* [How to complete this task]:
Copy out every line of the data that has the word "undercarriage" somewhere in it.

Records from a data source:
------------------------

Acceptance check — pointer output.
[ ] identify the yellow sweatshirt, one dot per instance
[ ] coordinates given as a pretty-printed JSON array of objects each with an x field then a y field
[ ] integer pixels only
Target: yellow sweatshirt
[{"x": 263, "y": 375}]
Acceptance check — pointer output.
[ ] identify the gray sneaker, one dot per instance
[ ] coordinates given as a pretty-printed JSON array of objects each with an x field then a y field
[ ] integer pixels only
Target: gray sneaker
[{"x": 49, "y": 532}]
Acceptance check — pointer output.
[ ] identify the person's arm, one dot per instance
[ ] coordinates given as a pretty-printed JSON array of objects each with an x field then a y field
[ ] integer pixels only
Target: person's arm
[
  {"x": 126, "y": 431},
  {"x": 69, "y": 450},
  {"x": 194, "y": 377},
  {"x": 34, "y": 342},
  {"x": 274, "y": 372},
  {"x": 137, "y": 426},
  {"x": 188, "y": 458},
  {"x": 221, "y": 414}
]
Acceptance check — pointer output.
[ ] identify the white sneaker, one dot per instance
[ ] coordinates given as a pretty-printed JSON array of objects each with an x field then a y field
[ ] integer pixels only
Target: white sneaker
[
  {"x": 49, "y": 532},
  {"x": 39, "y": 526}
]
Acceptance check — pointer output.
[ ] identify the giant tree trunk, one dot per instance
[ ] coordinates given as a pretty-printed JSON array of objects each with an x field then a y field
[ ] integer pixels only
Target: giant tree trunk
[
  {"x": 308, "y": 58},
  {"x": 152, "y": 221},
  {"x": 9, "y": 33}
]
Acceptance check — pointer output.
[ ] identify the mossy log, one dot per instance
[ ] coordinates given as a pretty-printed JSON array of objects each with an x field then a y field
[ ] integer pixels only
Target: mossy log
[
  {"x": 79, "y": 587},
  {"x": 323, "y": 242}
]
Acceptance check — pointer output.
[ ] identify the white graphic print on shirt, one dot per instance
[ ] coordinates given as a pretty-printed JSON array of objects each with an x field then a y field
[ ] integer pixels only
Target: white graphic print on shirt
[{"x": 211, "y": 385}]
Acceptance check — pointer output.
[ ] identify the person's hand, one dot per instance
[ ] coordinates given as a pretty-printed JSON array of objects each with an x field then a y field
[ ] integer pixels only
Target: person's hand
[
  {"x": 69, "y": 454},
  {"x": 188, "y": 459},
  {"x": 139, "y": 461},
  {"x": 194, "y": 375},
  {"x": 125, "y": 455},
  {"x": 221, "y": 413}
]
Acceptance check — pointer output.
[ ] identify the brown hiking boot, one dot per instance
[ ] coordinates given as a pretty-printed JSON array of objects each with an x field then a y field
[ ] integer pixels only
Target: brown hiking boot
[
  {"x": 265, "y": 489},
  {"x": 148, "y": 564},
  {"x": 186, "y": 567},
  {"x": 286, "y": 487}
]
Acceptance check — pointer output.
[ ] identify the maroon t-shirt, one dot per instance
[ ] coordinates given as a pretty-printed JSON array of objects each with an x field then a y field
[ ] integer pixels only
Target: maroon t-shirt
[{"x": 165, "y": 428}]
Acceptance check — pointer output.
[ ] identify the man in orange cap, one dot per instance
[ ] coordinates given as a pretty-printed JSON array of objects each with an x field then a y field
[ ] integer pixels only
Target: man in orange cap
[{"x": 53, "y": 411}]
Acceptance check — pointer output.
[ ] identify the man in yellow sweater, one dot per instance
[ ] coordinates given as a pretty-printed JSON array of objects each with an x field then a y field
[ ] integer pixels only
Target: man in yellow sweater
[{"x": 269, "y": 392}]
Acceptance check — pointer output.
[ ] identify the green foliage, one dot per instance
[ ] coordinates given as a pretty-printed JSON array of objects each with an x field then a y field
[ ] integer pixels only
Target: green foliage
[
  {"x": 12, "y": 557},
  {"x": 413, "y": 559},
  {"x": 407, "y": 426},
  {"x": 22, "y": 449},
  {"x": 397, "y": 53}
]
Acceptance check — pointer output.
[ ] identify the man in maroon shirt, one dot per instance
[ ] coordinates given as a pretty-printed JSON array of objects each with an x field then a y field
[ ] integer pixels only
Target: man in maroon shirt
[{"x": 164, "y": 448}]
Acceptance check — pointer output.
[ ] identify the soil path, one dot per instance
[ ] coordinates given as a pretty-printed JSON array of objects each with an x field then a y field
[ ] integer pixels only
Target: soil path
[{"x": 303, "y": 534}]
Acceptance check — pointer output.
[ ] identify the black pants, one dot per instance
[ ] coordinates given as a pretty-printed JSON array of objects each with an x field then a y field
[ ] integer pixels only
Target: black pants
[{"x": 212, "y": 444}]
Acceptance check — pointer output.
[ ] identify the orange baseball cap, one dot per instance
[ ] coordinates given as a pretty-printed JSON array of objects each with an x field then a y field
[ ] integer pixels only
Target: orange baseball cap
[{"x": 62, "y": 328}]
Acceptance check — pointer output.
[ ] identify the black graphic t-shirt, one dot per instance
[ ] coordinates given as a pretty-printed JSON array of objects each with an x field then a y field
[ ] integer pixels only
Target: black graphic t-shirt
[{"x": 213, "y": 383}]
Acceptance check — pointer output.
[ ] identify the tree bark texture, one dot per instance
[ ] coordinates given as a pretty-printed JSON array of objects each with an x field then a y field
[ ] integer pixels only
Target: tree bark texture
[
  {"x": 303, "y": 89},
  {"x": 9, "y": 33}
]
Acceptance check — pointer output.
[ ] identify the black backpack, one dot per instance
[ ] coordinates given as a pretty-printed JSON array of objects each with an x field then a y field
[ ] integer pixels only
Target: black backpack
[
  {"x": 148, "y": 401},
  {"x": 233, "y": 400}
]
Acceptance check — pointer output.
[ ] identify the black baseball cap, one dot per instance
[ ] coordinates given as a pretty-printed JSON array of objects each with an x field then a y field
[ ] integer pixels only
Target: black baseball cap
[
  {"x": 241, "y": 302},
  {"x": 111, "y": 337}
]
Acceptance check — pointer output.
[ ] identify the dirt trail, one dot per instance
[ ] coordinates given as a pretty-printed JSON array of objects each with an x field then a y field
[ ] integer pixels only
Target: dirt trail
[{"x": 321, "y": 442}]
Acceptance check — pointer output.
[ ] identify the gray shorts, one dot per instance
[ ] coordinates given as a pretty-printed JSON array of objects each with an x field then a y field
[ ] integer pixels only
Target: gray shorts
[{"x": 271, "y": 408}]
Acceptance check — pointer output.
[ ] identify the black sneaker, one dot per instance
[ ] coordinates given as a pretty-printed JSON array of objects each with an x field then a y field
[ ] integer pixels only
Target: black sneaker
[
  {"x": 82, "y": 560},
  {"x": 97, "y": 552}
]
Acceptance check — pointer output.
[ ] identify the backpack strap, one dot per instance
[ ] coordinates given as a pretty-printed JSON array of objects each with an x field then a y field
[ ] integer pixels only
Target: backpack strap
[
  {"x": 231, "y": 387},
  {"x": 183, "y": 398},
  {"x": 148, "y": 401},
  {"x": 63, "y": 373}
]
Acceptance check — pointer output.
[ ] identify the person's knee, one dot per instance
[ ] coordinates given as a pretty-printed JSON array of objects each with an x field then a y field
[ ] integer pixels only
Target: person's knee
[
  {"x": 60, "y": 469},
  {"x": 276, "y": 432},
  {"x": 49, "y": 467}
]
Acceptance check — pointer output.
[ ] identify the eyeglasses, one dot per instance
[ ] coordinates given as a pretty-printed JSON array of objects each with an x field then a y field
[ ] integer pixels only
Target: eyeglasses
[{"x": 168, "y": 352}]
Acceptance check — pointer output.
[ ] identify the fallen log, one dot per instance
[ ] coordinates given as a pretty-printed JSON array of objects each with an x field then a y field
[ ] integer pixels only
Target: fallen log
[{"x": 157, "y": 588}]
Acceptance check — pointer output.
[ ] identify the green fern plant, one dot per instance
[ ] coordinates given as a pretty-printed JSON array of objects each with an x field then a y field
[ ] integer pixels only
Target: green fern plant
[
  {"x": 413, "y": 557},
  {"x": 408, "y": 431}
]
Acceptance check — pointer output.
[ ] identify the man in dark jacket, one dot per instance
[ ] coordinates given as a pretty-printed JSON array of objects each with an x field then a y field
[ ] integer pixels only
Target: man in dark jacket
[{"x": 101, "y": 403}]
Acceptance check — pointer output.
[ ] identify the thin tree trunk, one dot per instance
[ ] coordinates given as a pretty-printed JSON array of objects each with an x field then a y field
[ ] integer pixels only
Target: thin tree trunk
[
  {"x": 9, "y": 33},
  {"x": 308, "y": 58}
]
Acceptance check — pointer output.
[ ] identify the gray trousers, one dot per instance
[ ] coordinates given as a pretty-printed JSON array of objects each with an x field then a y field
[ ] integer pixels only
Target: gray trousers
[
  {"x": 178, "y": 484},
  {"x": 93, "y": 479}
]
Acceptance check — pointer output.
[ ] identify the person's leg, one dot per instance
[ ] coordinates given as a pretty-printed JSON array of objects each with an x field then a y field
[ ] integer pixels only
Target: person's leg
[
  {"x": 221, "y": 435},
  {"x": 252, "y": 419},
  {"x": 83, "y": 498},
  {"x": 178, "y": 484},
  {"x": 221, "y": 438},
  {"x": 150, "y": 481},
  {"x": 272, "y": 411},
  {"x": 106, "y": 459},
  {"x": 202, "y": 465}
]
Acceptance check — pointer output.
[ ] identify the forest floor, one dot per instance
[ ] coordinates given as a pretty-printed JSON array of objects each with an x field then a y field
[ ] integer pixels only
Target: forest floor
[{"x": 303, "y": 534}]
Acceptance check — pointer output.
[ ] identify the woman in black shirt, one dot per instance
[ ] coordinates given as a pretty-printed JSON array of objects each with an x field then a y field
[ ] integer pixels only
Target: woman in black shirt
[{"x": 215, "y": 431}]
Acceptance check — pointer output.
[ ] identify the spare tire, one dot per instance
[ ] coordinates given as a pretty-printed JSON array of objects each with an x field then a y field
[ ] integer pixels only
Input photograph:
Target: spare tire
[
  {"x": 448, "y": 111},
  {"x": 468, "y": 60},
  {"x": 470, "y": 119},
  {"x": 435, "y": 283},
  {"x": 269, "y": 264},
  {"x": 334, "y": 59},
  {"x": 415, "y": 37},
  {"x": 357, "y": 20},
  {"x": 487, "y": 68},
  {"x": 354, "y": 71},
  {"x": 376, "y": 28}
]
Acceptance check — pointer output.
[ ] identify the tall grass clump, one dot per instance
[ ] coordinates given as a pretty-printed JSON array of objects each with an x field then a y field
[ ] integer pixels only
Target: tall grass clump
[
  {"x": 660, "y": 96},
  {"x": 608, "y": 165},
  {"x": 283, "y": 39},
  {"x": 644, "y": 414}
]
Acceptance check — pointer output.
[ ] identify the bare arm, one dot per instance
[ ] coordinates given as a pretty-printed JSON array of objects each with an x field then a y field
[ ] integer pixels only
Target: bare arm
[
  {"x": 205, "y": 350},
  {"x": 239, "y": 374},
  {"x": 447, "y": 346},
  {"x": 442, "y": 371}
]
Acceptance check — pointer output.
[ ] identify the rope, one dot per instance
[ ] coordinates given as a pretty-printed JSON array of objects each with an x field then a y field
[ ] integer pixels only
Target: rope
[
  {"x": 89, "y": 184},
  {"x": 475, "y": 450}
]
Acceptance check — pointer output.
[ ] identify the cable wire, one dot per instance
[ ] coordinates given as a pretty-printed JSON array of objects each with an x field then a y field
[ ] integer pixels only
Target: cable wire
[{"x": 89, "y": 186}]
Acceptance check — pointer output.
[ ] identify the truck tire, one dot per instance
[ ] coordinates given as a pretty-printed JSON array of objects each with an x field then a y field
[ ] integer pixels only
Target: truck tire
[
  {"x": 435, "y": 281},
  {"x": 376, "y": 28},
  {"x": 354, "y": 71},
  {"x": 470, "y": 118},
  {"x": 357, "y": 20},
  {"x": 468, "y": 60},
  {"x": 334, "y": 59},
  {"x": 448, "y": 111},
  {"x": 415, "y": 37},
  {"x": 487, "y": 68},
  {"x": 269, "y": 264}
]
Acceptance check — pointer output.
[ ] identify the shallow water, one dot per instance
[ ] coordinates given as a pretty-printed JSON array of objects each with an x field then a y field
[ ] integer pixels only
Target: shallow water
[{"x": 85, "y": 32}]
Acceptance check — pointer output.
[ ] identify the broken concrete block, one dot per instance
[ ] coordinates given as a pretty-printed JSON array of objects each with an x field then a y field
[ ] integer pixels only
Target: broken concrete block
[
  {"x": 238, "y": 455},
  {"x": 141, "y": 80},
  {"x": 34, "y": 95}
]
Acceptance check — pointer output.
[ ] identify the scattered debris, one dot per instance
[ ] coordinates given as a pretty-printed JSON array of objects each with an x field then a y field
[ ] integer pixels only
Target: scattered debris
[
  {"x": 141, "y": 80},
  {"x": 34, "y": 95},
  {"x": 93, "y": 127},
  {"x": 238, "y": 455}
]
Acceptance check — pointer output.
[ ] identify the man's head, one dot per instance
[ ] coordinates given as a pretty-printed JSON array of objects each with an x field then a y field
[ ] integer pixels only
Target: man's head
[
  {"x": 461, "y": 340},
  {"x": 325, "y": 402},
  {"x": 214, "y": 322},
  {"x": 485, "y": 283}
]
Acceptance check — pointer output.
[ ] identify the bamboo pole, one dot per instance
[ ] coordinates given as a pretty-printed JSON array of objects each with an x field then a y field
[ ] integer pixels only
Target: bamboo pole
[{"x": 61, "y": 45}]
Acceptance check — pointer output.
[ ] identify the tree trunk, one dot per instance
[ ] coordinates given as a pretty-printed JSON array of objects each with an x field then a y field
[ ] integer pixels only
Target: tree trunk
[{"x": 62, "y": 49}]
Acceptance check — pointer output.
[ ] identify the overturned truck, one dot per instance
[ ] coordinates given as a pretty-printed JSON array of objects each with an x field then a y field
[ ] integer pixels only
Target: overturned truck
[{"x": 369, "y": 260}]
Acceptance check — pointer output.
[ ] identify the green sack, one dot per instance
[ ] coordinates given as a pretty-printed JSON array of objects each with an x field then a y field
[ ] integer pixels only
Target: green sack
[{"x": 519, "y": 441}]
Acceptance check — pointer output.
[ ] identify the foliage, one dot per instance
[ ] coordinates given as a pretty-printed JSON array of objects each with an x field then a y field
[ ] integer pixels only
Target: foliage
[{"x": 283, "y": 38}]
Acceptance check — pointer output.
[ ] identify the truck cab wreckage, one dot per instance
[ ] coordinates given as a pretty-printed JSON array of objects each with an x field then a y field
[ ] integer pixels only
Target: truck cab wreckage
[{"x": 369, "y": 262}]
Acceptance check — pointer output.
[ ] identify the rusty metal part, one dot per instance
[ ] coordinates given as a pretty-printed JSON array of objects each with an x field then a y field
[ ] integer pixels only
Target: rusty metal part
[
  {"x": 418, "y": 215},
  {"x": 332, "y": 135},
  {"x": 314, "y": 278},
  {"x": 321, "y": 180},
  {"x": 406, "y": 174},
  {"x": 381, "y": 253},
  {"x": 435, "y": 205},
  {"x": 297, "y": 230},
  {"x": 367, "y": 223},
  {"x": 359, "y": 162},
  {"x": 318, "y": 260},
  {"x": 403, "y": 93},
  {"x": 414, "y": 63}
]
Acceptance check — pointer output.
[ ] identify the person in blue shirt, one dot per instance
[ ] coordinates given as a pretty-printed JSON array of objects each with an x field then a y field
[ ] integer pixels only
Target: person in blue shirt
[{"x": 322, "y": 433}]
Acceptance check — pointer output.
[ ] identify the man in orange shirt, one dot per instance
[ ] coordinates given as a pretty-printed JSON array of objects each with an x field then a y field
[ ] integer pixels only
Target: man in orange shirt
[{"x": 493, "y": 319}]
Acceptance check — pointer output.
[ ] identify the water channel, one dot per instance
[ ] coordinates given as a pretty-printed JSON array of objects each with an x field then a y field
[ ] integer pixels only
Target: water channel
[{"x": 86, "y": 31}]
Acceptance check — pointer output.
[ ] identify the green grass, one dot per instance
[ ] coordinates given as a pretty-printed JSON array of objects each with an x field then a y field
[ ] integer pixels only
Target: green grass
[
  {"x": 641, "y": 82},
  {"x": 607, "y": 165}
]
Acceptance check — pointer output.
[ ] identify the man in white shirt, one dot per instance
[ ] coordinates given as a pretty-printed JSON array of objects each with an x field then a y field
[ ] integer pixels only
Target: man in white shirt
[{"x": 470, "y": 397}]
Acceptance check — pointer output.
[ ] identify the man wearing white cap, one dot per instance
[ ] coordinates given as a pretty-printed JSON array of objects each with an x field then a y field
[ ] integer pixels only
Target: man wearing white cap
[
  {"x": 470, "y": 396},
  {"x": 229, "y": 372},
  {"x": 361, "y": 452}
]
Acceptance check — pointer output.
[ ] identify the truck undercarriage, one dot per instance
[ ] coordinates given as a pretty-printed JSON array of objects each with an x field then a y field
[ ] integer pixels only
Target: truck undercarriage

------------------------

* [Solution for this exercise]:
[ ] identify the truck undercarriage, one dot per instance
Target: truck undercarriage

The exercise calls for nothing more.